**REQUIRED WORK**
Locate every line in the data below that contains the word "wooden", and copy each such line. Treat uppercase and lowercase letters as distinct.

**DATA TO USE**
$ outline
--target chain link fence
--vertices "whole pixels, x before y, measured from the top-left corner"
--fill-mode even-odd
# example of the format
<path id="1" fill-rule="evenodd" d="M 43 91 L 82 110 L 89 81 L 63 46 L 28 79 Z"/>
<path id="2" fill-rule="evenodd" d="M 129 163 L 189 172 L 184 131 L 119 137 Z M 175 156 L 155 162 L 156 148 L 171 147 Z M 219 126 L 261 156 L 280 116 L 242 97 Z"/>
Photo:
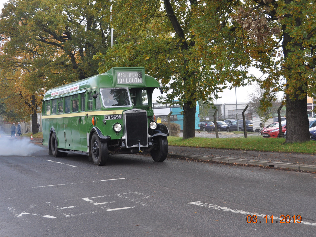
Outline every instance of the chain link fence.
<path id="1" fill-rule="evenodd" d="M 195 121 L 196 137 L 209 138 L 229 138 L 252 136 L 262 137 L 263 128 L 278 121 L 277 112 L 271 115 L 266 121 L 263 121 L 257 115 L 251 112 L 246 104 L 220 105 L 220 109 L 210 110 L 201 113 L 199 120 Z M 285 111 L 282 111 L 281 117 L 285 116 Z M 244 119 L 243 119 L 243 117 Z M 217 126 L 214 121 L 216 120 Z M 244 120 L 245 120 L 244 126 Z M 167 121 L 167 122 L 168 122 Z M 170 121 L 181 123 L 183 121 Z M 217 126 L 217 132 L 216 131 Z M 170 131 L 172 134 L 177 134 L 182 137 L 180 132 Z M 171 135 L 172 136 L 173 135 Z"/>

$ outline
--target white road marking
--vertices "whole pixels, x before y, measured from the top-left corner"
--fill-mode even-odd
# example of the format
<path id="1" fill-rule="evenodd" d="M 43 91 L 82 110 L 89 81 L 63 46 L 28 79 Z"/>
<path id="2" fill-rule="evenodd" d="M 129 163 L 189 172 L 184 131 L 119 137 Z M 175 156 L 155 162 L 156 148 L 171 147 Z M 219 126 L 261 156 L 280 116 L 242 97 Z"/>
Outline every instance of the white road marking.
<path id="1" fill-rule="evenodd" d="M 125 179 L 125 178 L 120 178 L 118 179 L 104 179 L 103 180 L 100 180 L 100 181 L 111 181 L 111 180 L 118 180 L 119 179 Z"/>
<path id="2" fill-rule="evenodd" d="M 60 186 L 64 185 L 70 185 L 71 184 L 79 184 L 81 183 L 96 183 L 97 182 L 101 182 L 101 181 L 111 181 L 111 180 L 117 180 L 119 179 L 125 179 L 125 178 L 121 178 L 119 179 L 105 179 L 103 180 L 96 180 L 95 181 L 92 181 L 90 182 L 80 182 L 78 183 L 61 183 L 59 184 L 52 184 L 52 185 L 46 185 L 44 186 L 37 186 L 35 187 L 30 187 L 29 188 L 23 188 L 24 189 L 36 189 L 38 188 L 46 188 L 47 187 L 52 187 L 55 186 Z M 12 191 L 13 190 L 15 190 L 16 189 L 9 189 L 7 190 L 8 191 Z"/>
<path id="3" fill-rule="evenodd" d="M 65 164 L 64 163 L 62 163 L 61 162 L 58 162 L 58 161 L 54 161 L 51 160 L 46 160 L 47 161 L 50 161 L 51 162 L 54 162 L 54 163 L 58 163 L 58 164 L 64 164 L 65 165 L 68 165 L 70 166 L 71 166 L 71 167 L 77 167 L 77 166 L 75 166 L 74 165 L 72 165 L 71 164 Z"/>
<path id="4" fill-rule="evenodd" d="M 72 206 L 71 207 L 64 207 L 64 208 L 60 208 L 60 209 L 66 209 L 67 208 L 74 208 L 74 207 L 75 207 L 75 206 Z"/>
<path id="5" fill-rule="evenodd" d="M 54 219 L 56 218 L 56 216 L 53 216 L 52 215 L 44 215 L 42 216 L 43 217 L 46 217 L 46 218 L 51 218 L 52 219 Z"/>
<path id="6" fill-rule="evenodd" d="M 250 212 L 246 211 L 243 211 L 242 210 L 235 210 L 234 209 L 232 209 L 226 207 L 221 207 L 219 206 L 217 206 L 217 205 L 213 205 L 212 204 L 208 204 L 207 203 L 204 203 L 201 202 L 199 201 L 193 202 L 188 202 L 188 204 L 192 204 L 194 205 L 197 205 L 197 206 L 199 206 L 201 207 L 205 207 L 208 208 L 211 208 L 212 209 L 215 209 L 216 210 L 222 210 L 222 211 L 224 211 L 230 212 L 233 213 L 242 214 L 244 215 L 250 215 L 252 216 L 255 215 L 258 217 L 262 217 L 262 218 L 264 218 L 264 217 L 267 216 L 267 215 L 264 214 L 260 214 L 259 213 L 256 213 L 255 212 Z M 270 215 L 271 214 L 268 215 L 268 216 Z M 273 215 L 273 219 L 274 220 L 274 219 L 276 219 L 278 220 L 281 220 L 281 218 L 277 217 L 277 215 Z M 292 223 L 293 223 L 293 220 L 291 219 L 291 220 L 290 222 Z M 308 225 L 313 226 L 316 226 L 316 223 L 315 223 L 304 221 L 302 221 L 301 223 L 301 224 L 303 224 L 305 225 Z"/>
<path id="7" fill-rule="evenodd" d="M 114 208 L 113 209 L 106 209 L 107 211 L 116 211 L 118 210 L 122 210 L 123 209 L 128 209 L 129 208 L 132 208 L 134 207 L 128 207 L 126 208 Z"/>
<path id="8" fill-rule="evenodd" d="M 27 215 L 28 214 L 31 214 L 30 212 L 22 212 L 21 214 L 18 216 L 18 217 L 21 217 L 23 215 Z"/>

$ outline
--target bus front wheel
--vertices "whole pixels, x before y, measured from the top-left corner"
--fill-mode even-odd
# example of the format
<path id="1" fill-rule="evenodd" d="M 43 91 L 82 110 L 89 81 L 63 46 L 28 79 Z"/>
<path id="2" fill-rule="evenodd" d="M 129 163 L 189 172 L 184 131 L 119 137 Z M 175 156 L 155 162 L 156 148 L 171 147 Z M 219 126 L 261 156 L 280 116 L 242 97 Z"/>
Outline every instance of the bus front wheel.
<path id="1" fill-rule="evenodd" d="M 51 137 L 51 149 L 53 155 L 55 157 L 60 157 L 63 155 L 63 152 L 58 151 L 57 148 L 57 139 L 54 133 L 52 134 Z"/>
<path id="2" fill-rule="evenodd" d="M 96 133 L 94 133 L 90 144 L 93 163 L 96 165 L 104 165 L 107 160 L 107 144 L 100 140 Z"/>
<path id="3" fill-rule="evenodd" d="M 153 138 L 153 142 L 156 147 L 150 151 L 153 159 L 155 161 L 163 161 L 168 154 L 168 139 L 167 137 L 157 136 Z"/>

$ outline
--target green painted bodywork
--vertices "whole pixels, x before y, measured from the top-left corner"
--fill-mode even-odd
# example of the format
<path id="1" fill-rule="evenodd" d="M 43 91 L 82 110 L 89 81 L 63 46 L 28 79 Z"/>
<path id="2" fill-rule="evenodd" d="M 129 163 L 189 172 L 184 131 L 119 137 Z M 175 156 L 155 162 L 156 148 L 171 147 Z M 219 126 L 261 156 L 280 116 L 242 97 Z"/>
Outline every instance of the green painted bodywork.
<path id="1" fill-rule="evenodd" d="M 113 75 L 118 70 L 128 71 L 142 70 L 144 72 L 142 83 L 140 84 L 117 85 L 114 81 L 115 76 L 113 79 Z M 42 110 L 43 144 L 49 147 L 50 138 L 53 133 L 55 133 L 58 148 L 67 150 L 88 152 L 89 138 L 91 138 L 90 133 L 94 127 L 99 130 L 103 136 L 110 138 L 112 142 L 114 143 L 114 141 L 121 139 L 124 134 L 124 126 L 119 132 L 115 132 L 113 128 L 114 125 L 117 123 L 123 125 L 123 116 L 122 119 L 108 120 L 105 124 L 102 121 L 104 119 L 105 115 L 122 115 L 124 111 L 132 109 L 144 110 L 147 111 L 148 122 L 149 124 L 154 116 L 151 101 L 152 93 L 155 88 L 160 86 L 159 83 L 156 79 L 152 77 L 145 74 L 143 67 L 113 67 L 106 73 L 49 90 L 44 95 Z M 99 93 L 100 88 L 119 87 L 135 88 L 136 90 L 138 88 L 140 89 L 147 90 L 148 105 L 140 106 L 137 104 L 135 106 L 132 105 L 129 107 L 115 106 L 114 108 L 106 108 L 102 105 L 100 109 L 96 109 L 95 99 L 93 99 L 93 109 L 92 111 L 88 110 L 87 97 L 88 93 L 92 92 L 93 93 Z M 70 88 L 74 87 L 76 89 L 73 91 L 70 91 L 67 93 L 60 93 L 63 90 L 69 90 Z M 59 93 L 56 94 L 58 92 Z M 46 103 L 52 103 L 51 102 L 52 99 L 76 94 L 85 95 L 85 111 L 46 114 L 45 106 Z M 64 106 L 65 104 L 64 104 Z M 94 125 L 92 123 L 94 118 L 95 121 Z"/>

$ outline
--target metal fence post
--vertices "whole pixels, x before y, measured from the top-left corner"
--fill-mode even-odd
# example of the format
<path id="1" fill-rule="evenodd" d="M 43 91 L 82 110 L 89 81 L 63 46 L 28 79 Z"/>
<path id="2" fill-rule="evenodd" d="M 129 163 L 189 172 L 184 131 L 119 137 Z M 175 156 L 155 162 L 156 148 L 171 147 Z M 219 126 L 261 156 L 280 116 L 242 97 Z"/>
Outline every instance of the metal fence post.
<path id="1" fill-rule="evenodd" d="M 244 125 L 244 135 L 245 136 L 245 138 L 247 138 L 248 137 L 247 136 L 247 130 L 246 129 L 246 121 L 245 119 L 245 112 L 246 112 L 246 110 L 248 108 L 248 106 L 247 106 L 242 112 L 242 122 Z M 238 127 L 237 127 L 237 130 L 238 130 Z"/>
<path id="2" fill-rule="evenodd" d="M 214 118 L 214 124 L 215 125 L 215 134 L 216 135 L 216 138 L 218 138 L 218 130 L 217 127 L 217 122 L 216 120 L 216 113 L 217 113 L 218 109 L 216 109 L 215 112 L 213 114 L 213 118 Z"/>
<path id="3" fill-rule="evenodd" d="M 279 122 L 279 136 L 278 136 L 278 138 L 284 138 L 284 133 L 283 133 L 283 131 L 282 130 L 282 125 L 281 125 L 281 114 L 280 111 L 281 110 L 281 109 L 282 107 L 283 107 L 283 105 L 281 105 L 281 106 L 280 106 L 277 110 L 277 118 L 278 118 L 278 122 Z"/>

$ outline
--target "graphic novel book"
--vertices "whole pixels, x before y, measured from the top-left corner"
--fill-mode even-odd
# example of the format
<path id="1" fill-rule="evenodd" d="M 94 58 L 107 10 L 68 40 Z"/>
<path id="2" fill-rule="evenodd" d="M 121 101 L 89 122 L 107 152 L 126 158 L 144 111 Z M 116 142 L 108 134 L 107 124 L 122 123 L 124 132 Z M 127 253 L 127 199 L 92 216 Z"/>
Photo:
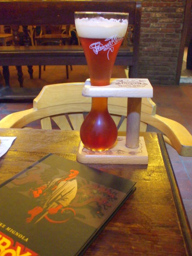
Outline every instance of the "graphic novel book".
<path id="1" fill-rule="evenodd" d="M 0 186 L 0 254 L 82 254 L 135 185 L 48 155 Z"/>

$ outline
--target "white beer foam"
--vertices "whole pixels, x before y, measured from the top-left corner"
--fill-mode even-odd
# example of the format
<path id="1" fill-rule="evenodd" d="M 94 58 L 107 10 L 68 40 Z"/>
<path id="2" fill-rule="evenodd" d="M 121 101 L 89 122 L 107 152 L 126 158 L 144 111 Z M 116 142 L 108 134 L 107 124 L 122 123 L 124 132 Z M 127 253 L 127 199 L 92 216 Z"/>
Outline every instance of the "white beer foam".
<path id="1" fill-rule="evenodd" d="M 123 37 L 128 26 L 126 19 L 121 21 L 108 19 L 102 17 L 91 19 L 78 18 L 75 20 L 78 35 L 80 37 L 107 38 L 114 35 Z"/>

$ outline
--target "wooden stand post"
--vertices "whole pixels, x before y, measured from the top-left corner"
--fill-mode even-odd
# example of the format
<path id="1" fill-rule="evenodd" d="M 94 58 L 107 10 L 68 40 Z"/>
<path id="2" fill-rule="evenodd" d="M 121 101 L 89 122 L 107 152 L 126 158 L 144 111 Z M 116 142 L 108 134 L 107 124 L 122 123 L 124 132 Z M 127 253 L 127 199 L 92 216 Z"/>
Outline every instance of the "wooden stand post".
<path id="1" fill-rule="evenodd" d="M 148 156 L 143 137 L 139 137 L 142 98 L 153 97 L 147 79 L 118 79 L 106 86 L 92 86 L 85 83 L 82 95 L 86 97 L 127 97 L 126 136 L 118 137 L 111 148 L 92 151 L 80 142 L 77 160 L 85 163 L 147 164 Z"/>
<path id="2" fill-rule="evenodd" d="M 129 98 L 127 100 L 125 145 L 131 148 L 139 147 L 141 100 L 141 98 Z"/>

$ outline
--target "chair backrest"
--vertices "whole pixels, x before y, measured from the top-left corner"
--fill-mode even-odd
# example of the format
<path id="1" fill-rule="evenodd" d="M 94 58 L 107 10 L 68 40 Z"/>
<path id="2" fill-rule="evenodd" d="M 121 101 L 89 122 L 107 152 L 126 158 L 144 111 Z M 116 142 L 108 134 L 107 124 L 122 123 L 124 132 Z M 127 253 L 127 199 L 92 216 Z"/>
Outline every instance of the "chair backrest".
<path id="1" fill-rule="evenodd" d="M 71 83 L 44 86 L 34 100 L 33 109 L 11 114 L 8 120 L 6 117 L 4 118 L 4 124 L 6 125 L 7 122 L 10 127 L 21 128 L 40 119 L 42 129 L 51 129 L 52 125 L 54 128 L 56 124 L 61 129 L 79 130 L 91 106 L 91 98 L 82 95 L 84 84 Z M 119 131 L 126 129 L 127 105 L 127 98 L 108 98 L 109 111 Z M 155 105 L 151 99 L 142 99 L 142 112 L 154 114 L 155 111 Z M 146 130 L 146 125 L 142 123 L 141 131 Z"/>

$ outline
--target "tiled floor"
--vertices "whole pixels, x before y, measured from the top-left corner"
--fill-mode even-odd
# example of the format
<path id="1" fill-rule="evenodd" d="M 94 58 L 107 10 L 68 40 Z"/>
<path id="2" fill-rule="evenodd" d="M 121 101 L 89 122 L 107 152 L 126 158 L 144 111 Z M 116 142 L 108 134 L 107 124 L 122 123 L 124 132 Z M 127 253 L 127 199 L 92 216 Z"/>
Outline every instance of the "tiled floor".
<path id="1" fill-rule="evenodd" d="M 1 67 L 0 68 L 1 68 Z M 24 87 L 42 87 L 45 84 L 67 82 L 84 82 L 89 77 L 86 66 L 74 66 L 69 72 L 69 79 L 66 79 L 65 67 L 47 66 L 42 71 L 42 79 L 38 79 L 38 67 L 34 67 L 34 79 L 30 79 L 27 68 L 23 67 Z M 0 69 L 2 74 L 2 69 Z M 15 67 L 10 67 L 10 83 L 18 87 Z M 112 77 L 125 77 L 124 67 L 116 67 Z M 179 122 L 192 134 L 192 84 L 180 84 L 177 86 L 153 86 L 153 100 L 157 105 L 157 113 Z M 0 103 L 0 119 L 10 113 L 32 107 L 31 103 Z M 36 122 L 34 128 L 39 128 Z M 149 127 L 149 130 L 154 130 Z M 169 145 L 169 153 L 188 219 L 192 227 L 192 157 L 181 157 Z"/>

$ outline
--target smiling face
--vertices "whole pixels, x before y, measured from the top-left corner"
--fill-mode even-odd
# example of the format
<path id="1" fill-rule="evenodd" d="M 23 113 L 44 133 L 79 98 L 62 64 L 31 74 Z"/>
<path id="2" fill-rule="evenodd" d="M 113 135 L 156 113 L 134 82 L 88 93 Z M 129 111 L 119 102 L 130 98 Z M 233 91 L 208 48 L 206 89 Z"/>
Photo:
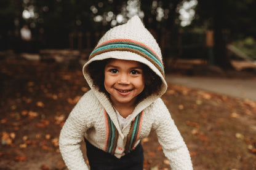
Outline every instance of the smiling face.
<path id="1" fill-rule="evenodd" d="M 114 106 L 135 106 L 145 88 L 142 64 L 135 61 L 111 59 L 104 69 L 104 86 Z"/>

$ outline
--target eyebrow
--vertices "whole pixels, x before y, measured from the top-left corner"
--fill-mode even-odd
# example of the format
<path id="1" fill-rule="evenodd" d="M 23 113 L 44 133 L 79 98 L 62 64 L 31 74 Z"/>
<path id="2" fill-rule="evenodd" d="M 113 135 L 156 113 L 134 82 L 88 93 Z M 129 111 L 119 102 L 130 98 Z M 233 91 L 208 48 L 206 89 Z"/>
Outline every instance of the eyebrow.
<path id="1" fill-rule="evenodd" d="M 121 68 L 121 67 L 119 67 L 119 66 L 114 66 L 114 65 L 111 65 L 111 64 L 110 64 L 110 65 L 106 64 L 106 67 L 108 67 L 108 68 L 117 68 L 117 69 L 119 69 L 119 68 Z M 142 68 L 142 66 L 132 67 L 132 68 L 130 68 L 129 69 L 142 69 L 142 70 L 143 70 L 143 68 Z"/>

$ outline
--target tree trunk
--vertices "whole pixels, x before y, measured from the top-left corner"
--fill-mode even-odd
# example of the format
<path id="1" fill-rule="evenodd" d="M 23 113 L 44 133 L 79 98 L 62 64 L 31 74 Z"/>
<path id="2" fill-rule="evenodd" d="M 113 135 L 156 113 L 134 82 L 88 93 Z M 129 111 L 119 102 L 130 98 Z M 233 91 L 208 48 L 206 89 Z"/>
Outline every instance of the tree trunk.
<path id="1" fill-rule="evenodd" d="M 226 42 L 224 38 L 223 33 L 223 26 L 225 24 L 223 15 L 225 6 L 224 1 L 220 0 L 214 1 L 214 64 L 221 68 L 233 69 L 230 60 L 227 55 Z"/>

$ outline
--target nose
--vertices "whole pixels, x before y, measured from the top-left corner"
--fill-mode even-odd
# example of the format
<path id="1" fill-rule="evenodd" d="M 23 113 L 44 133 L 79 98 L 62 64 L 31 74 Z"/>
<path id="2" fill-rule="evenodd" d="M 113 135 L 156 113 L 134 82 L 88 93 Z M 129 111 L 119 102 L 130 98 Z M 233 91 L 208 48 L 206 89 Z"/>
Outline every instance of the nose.
<path id="1" fill-rule="evenodd" d="M 120 84 L 129 84 L 129 75 L 126 74 L 120 74 L 120 75 L 119 76 L 119 79 L 118 79 L 118 83 Z"/>

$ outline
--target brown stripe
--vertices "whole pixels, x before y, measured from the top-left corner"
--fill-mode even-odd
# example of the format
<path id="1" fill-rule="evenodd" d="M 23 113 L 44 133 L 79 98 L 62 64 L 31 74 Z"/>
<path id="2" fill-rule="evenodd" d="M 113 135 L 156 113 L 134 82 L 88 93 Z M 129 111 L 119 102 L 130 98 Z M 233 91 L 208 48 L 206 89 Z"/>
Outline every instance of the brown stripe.
<path id="1" fill-rule="evenodd" d="M 90 60 L 91 58 L 95 56 L 96 55 L 100 55 L 100 54 L 102 54 L 102 53 L 103 53 L 108 52 L 113 52 L 113 51 L 127 51 L 127 52 L 132 52 L 132 53 L 138 54 L 138 55 L 145 58 L 146 60 L 149 60 L 152 64 L 153 64 L 154 66 L 156 67 L 156 68 L 161 72 L 161 73 L 162 74 L 162 76 L 164 78 L 164 71 L 162 69 L 162 68 L 160 67 L 160 66 L 154 61 L 153 59 L 151 58 L 148 55 L 146 55 L 146 54 L 145 54 L 144 53 L 143 53 L 142 52 L 140 52 L 138 50 L 134 50 L 134 49 L 132 49 L 132 48 L 119 47 L 119 48 L 108 48 L 108 49 L 105 49 L 105 50 L 100 50 L 99 52 L 95 52 L 92 55 L 90 55 L 89 60 Z"/>
<path id="2" fill-rule="evenodd" d="M 114 137 L 114 145 L 113 147 L 113 149 L 111 153 L 111 155 L 114 154 L 114 151 L 116 150 L 116 148 L 118 145 L 118 136 L 119 136 L 118 131 L 118 129 L 116 128 L 116 126 L 114 127 L 114 129 L 116 131 L 116 136 Z"/>
<path id="3" fill-rule="evenodd" d="M 130 125 L 130 131 L 127 135 L 127 139 L 126 140 L 126 153 L 128 153 L 128 152 L 129 152 L 129 146 L 130 145 L 130 138 L 132 137 L 132 132 L 134 128 L 134 122 L 135 121 L 132 121 L 132 125 Z"/>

**EXERCISE OUTPUT**
--target "wooden stand post"
Outline every instance of the "wooden stand post".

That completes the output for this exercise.